> _TASK INSTRUCTIONS_
Reproduce all of the material below verbatim, omitting the pictures.

> _MATERIAL_
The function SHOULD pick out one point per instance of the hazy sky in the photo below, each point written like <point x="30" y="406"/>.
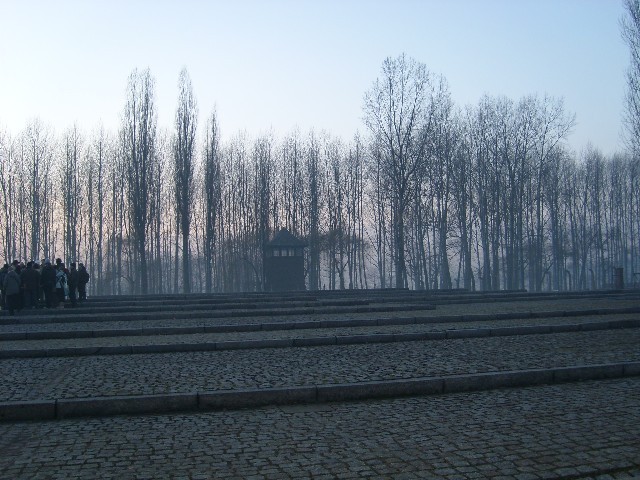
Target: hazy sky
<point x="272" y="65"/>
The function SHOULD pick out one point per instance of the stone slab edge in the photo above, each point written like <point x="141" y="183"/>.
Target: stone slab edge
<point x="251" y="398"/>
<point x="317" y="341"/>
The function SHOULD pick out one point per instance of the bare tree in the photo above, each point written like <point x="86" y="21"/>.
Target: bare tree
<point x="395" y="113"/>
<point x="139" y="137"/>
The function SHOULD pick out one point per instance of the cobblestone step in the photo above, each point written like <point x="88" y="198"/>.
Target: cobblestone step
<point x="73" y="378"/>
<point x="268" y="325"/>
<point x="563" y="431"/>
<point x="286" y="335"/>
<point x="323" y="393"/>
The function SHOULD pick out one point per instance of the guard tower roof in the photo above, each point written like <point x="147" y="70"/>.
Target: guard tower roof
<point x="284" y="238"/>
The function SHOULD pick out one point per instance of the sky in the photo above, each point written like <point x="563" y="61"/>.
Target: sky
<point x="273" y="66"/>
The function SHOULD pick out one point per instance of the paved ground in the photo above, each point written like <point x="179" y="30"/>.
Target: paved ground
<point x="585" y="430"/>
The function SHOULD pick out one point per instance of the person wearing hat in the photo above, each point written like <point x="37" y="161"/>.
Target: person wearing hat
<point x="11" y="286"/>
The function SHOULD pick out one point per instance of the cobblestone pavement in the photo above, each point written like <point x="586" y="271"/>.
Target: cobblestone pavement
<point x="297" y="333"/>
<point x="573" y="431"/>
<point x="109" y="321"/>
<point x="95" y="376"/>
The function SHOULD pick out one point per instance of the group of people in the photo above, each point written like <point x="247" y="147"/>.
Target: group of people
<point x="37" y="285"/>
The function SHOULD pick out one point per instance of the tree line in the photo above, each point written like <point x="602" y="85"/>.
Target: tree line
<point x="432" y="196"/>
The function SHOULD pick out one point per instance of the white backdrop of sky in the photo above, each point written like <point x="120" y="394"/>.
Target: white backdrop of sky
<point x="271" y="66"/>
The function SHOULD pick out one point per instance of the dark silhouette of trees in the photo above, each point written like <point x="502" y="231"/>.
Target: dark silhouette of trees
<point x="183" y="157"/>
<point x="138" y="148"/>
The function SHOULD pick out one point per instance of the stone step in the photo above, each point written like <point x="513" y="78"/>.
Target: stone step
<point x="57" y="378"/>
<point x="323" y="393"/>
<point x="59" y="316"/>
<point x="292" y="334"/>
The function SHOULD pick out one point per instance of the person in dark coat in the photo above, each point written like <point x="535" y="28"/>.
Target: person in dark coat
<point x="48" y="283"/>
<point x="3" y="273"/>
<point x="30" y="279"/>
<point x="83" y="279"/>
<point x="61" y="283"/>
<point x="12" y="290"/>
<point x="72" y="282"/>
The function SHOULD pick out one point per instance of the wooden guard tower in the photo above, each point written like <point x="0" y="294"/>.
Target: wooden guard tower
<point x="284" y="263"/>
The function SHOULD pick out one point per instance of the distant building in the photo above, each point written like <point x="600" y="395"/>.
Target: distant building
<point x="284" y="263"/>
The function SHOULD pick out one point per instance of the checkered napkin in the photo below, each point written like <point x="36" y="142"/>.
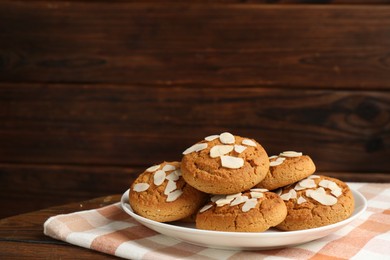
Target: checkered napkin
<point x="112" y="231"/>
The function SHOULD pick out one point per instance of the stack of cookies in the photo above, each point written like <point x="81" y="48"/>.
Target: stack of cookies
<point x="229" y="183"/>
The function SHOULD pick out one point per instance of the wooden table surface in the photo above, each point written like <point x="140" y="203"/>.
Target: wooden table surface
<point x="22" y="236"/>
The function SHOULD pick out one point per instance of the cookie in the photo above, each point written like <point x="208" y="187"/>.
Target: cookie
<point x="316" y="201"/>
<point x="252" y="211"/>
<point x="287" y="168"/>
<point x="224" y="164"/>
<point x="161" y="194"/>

> _EXERCISE RESULT_
The function SHOULD pick out one point per instance of the hazy sky in the photo below, each point written like <point x="30" y="406"/>.
Target: hazy sky
<point x="272" y="65"/>
The function SHOULD pick out one point per instance of the stone slab edge in the photo above, each point written like <point x="141" y="183"/>.
Target: stone slab edge
<point x="251" y="398"/>
<point x="317" y="341"/>
The function SHOULD pick out one point per instance of the bare tree in the photo above, each point written like <point x="86" y="21"/>.
Target: bare tree
<point x="395" y="113"/>
<point x="139" y="137"/>
The function SHOULD pick out one point per instance of the cobblestone step in the photo above, each point written like <point x="88" y="198"/>.
Target: cobblestone step
<point x="73" y="378"/>
<point x="268" y="325"/>
<point x="563" y="431"/>
<point x="286" y="335"/>
<point x="323" y="393"/>
The function SHOULD pick out one point per instance of the guard tower roof in the photo above, each point written like <point x="147" y="70"/>.
Target: guard tower roof
<point x="284" y="238"/>
The function SHOULD pick out one point per instance of the sky in the photo above, each point written like <point x="563" y="61"/>.
Target: sky
<point x="273" y="66"/>
The function SHOULD pick out one point per instance of the paved ground in the photo above, each point written like <point x="179" y="30"/>.
Target: paved ground
<point x="585" y="430"/>
The function SHOULD pick out one point per instance of the person wearing hat in the photo above, each point written like <point x="37" y="161"/>.
Target: person wearing hat
<point x="11" y="286"/>
The function SHOULD pick out one point per instance of the cobblestone pavement in the photo above, each point written like <point x="586" y="271"/>.
Target: cobblestone pavement
<point x="297" y="333"/>
<point x="573" y="431"/>
<point x="109" y="321"/>
<point x="95" y="376"/>
The function SHOULD pick out one point per instance of the group of people in the photo above, each point written like <point x="247" y="147"/>.
Target: group of people
<point x="37" y="285"/>
The function SHOULD pick out one point per instance of the tree line in the photo above, each point written like <point x="602" y="85"/>.
Target: tree line
<point x="432" y="196"/>
The function SHOULD pick out one point per instance of the white backdrop of sky in the photo above, each point written like <point x="120" y="394"/>.
Target: white backdrop of sky
<point x="271" y="66"/>
The function SHOULD pick out one point per instance of the dark silhouette of trees in the photo above, each point written like <point x="502" y="231"/>.
Target: dark silhouette of trees
<point x="183" y="157"/>
<point x="138" y="148"/>
The function SHOULD pick out one point per instance of the stone step in the photo above, each point written like <point x="513" y="78"/>.
Target: stone step
<point x="57" y="378"/>
<point x="323" y="393"/>
<point x="59" y="316"/>
<point x="292" y="334"/>
The function SHOULD pick out one point per instance of the person in dark coat in the photo above, each point written like <point x="535" y="28"/>.
Target: person in dark coat
<point x="48" y="283"/>
<point x="3" y="273"/>
<point x="30" y="279"/>
<point x="83" y="279"/>
<point x="61" y="283"/>
<point x="12" y="290"/>
<point x="72" y="282"/>
The function SHOULD pick out one point per instance of the wooden guard tower in the photo above, each point written like <point x="0" y="294"/>.
Target: wooden guard tower
<point x="284" y="263"/>
The function SHOULD pick out one point per instance of the distant building in the photo above, each point written like <point x="600" y="395"/>.
Target: distant building
<point x="284" y="263"/>
The function SHOULD pick out one point per instance of the checkered napkin in the photo below, each point written like <point x="36" y="142"/>.
Target: checkered napkin
<point x="112" y="231"/>
The function SHOULD pick out one point per instance of the stack of cookies in the photo above, each point written like <point x="81" y="48"/>.
Target: stack of cookies
<point x="229" y="183"/>
The function SHOULD pick out one point per instance of the wooden table surface in the photo above, each point written like <point x="140" y="203"/>.
Target: wooden table surface
<point x="22" y="236"/>
The function SHOULD pick out one point per instance of the cookie in the photo above, each point written like <point x="208" y="187"/>.
Target: cookie
<point x="316" y="201"/>
<point x="252" y="211"/>
<point x="287" y="168"/>
<point x="224" y="164"/>
<point x="161" y="194"/>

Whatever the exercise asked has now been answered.